Exercise requirements – Can you turn the records below into a two-column CSV with the headers "prompt" and "reply", one row per record, putting each record's text and its answer into separate quoted fields and replacing line breaks with spaces? Leave the pictures out and include every record.

++++ Task inputs ++++

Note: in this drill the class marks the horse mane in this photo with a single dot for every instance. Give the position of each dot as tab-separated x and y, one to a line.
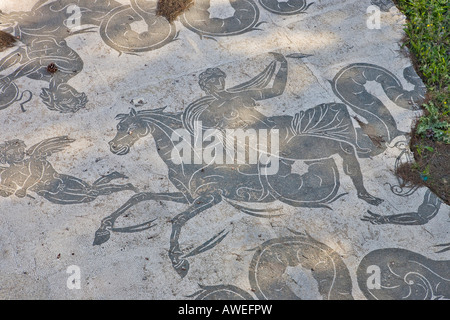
149	114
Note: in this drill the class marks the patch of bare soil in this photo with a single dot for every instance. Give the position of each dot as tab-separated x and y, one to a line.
171	9
431	168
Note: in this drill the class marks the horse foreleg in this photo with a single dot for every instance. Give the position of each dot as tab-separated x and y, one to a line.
353	170
103	233
199	205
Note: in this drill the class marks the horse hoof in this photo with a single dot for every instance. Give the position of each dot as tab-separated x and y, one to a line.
182	268
101	236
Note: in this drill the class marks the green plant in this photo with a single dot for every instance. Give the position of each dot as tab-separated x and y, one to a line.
432	126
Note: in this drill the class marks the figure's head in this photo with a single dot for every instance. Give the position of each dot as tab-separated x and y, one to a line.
212	80
129	130
12	151
63	98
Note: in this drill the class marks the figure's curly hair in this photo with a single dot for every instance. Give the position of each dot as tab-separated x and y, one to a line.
5	146
208	74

++++

Response to this task –
prompt,reply
"Note: in this drill the class marks the horse mane in this photo with a single dot for every instance. Give the position of each dot as tab-separated x and y, one to a line.","149	114"
"Note: in this drill the class marks the patch of bare soil in this photo with a single dot for every instance. Give the position of each dot as tab-separated x and y, one to a line.","171	9 431	168"
"Note: in this drill the class marks the horse foreleg in this photo with a single dot for every instance. Give the position of each dot as tab-separated x and y, one to a line.","353	170 103	233 199	205"
"Note: in this drill the class marks the horse hoof in this photo with a single dot for every instance. Give the position of each dot as tab-separated x and y, one to a line.","182	268 101	236"
"Note: in this drill the class marks the green plant in this photo with a single dot for every instance. Give the position of each dot as tab-separated x and y, one to a line.","432	126"
"Note: in this drill the class marks the figure's head in this photo with a single dot for every instance. Give the position of each dot as tab-separated x and y, one to a line.","212	80 129	130 12	151 63	98"
"Note: in this drill the class marks the figure's curly hair in this photo with a single dot for every instance. Give the position of each dot as tab-separated x and y, one to a line.","5	146 208	74"